§ **Job**
Set down, word for word, the part of the passage on Shakespeare's moral teaching starting at "If, again, Shakespeare" and ending at "does the same?".

§ **Passage to read**
I could easily go through all the Poet's instances of virtue and innocence in conflict or in contrast with villainy and guilt, and show that he never fails thus to keep our moral sympathies in the right place without discovering his own; that he is just as far from overdoing or overstressing the villainy of the bad as the virtue of the good; both of which fall alike under the censure of moral demonstrativeness, while, as in the two cases specified, his moral teachings, even because they thus come from Nature, not from him, therefore bring in their right hand sanctions which we cannot appeal from if we would, and would not if we could.

There is one more point on which it may be needful to say a few words. -Johnson and others have complained that Shakespeare seems to write without any moral purpose; and that he does not make a just distribution of good and evil. Both charges are strictly true; at least, so

I hope, and so I believe. As regards his seeming to write without any moral purpose, on the same principle he seems to write without any art. But who does not know that the very triumph of art lies in concealing art; that is, in seeming to write without it? And so, if the Poet writes without discovering any moral purpose, that very fact is just the highest triumph of art in the moral direction. For no one has alleged that he seems to write with an immoral purpose. Here, then, I have but to say that, with so consummate an artist as Shakespeare, if the charge is not true, it ought to be. Redundancy of conscience is indeed fatal. to art; but then it is also, if not fatal, at least highly damaging to morality; "for goodness, growing to a plurisy, dies in its own too much." Verily, a moral teacher's first business is to clear his mind of cant. And so much the wise and good Dr. Johnson himself will tell us.

If, again, Shakespeare fails to make a just distribution of good and evil, so also does Providence. If, in his representations, virtue is not always crowned with visible success, nor crime with apparent defeat; if the good are often cast down, the evil often lifted up, and sometimes both cast down together; the workings of Providence in the actual treatment of men are equally at fault in that matter. Or if he makes the sun of his genius to rise on the evil and on the good, and sends the rain of his genius on the just and on the unjust, why should this be thought wrong in him, when Providence manifestly does the same?

For, explain the fact as we may, it is certain that the consummations of justice are not always experienced here. The world is full of beginnings that are to be finished elsewhere, if finished at all. Virtue often meets with very rough usage in the present order of things: poverty and want, hardship, suffering, and reproach, are often the lot of the good; while men of the opposite character have their portion carved to them out of the best that the world has to bestow. Nay, it sometimes happens that the truest, the kindest, and most upright souls are the most exposed to

injuries and wrongs; their virtues being to them a kind of "sanctified and holy traitors," and the heaven within them serving to disable them from winning the prizes of earth: whereas the very unscrupulousness of the bad, their hardness of heart and unbashfulness of front build or open for them the palaces of wealth and splendour and greatness; their want of principle seems to strengthen their hands; they rise the higher, that they care not whose ruins they rise upon, and command the larger success for being reckless how they succeed.

(Contour labeling entries)
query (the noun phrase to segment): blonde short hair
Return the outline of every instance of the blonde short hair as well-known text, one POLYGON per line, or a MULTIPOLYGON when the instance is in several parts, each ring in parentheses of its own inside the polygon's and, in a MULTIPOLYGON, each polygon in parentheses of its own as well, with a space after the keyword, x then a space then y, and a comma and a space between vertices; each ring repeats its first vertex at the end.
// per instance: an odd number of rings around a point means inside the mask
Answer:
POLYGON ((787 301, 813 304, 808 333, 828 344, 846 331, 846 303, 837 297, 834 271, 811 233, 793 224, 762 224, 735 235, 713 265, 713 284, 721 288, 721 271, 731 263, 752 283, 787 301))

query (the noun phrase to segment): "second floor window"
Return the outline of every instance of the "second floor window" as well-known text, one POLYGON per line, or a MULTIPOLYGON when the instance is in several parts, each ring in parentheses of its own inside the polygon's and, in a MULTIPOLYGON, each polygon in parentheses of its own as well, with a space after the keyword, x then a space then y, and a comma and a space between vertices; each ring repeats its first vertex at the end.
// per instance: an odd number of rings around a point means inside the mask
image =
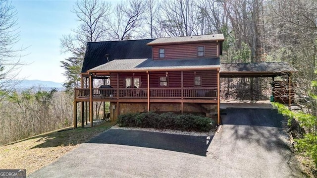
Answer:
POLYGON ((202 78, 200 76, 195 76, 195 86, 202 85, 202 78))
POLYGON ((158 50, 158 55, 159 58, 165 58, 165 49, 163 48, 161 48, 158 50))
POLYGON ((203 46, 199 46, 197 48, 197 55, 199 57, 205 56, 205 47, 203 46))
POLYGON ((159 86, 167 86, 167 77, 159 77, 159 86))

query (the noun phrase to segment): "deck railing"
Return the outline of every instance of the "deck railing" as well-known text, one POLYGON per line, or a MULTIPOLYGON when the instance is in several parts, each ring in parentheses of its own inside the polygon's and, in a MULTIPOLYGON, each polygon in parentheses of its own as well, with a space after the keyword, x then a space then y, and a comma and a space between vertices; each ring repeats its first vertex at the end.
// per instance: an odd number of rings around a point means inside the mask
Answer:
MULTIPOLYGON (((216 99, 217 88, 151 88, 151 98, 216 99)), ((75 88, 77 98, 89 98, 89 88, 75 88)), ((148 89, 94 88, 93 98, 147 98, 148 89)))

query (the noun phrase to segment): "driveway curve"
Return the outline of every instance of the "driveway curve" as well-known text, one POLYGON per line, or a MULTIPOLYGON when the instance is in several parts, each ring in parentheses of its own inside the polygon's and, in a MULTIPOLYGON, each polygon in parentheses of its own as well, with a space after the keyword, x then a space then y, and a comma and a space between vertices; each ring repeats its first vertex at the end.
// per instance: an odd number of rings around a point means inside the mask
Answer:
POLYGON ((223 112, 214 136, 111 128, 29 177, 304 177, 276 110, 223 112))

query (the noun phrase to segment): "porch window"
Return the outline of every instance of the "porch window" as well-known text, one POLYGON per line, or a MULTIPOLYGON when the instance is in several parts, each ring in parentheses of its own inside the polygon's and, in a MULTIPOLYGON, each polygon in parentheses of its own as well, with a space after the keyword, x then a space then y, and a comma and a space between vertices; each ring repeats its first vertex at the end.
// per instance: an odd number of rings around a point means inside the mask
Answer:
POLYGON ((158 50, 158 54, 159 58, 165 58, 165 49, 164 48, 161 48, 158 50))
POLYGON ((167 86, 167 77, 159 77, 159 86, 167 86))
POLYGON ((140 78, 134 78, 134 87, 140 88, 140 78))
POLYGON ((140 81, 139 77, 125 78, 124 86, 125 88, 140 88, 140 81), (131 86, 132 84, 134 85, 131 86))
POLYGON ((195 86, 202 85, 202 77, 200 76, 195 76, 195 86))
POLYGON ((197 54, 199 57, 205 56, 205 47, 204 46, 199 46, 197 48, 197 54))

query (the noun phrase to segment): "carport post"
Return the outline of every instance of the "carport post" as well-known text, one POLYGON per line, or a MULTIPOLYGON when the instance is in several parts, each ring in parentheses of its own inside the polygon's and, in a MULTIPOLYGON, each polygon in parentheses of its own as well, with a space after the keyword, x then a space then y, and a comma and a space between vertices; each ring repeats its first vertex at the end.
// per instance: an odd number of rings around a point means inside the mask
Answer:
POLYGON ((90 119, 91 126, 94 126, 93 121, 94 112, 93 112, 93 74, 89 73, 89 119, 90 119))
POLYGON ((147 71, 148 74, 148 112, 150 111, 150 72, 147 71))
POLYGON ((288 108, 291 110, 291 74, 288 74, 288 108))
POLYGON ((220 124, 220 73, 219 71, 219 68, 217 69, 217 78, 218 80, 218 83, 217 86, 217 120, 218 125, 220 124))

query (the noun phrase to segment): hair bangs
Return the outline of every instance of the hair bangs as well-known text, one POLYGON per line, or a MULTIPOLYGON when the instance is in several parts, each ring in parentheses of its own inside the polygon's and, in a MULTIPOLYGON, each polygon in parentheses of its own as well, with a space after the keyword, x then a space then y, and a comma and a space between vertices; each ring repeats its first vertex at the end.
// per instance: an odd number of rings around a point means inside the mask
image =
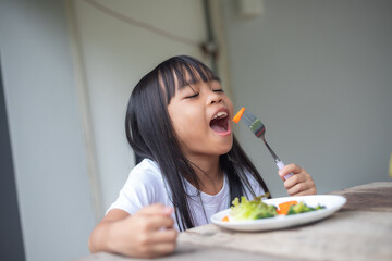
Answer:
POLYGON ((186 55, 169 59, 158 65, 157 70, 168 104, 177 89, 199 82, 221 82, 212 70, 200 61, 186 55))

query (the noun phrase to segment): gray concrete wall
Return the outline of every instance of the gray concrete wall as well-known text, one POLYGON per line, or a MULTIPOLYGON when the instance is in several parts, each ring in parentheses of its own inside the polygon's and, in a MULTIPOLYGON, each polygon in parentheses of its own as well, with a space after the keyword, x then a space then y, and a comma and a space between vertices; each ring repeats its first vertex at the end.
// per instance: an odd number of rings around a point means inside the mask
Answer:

---

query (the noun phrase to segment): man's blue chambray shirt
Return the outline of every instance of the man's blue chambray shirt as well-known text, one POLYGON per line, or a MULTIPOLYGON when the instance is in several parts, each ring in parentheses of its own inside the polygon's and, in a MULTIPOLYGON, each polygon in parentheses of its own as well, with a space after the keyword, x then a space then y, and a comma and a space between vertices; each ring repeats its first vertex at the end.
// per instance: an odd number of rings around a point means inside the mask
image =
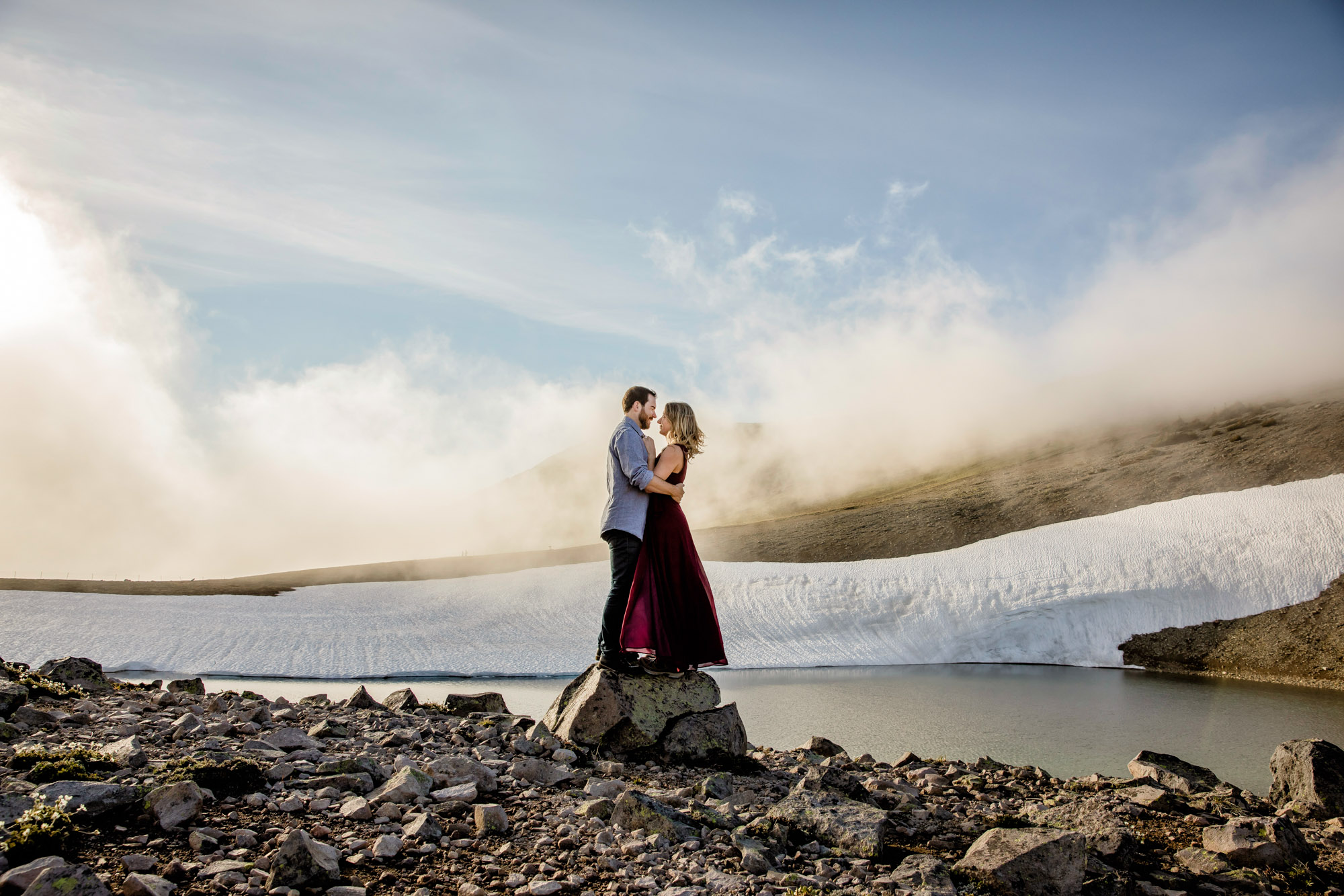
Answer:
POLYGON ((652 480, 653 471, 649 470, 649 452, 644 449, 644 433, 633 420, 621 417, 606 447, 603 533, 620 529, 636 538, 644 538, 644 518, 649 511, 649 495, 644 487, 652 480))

§ **Exercise response**
If, again, Shakespeare fails to make a just distribution of good and evil, so also does Providence. If, in his representations, virtue is not always crowned with visible success, nor crime with apparent defeat; if the good are often cast down, the evil often lifted up, and sometimes both cast down together; the workings of Providence in the actual treatment of men are equally at fault in that matter. Or if he makes the sun of his genius to rise on the evil and on the good, and sends the rain of his genius on the just and on the unjust, why should this be thought wrong in him, when Providence manifestly does the same?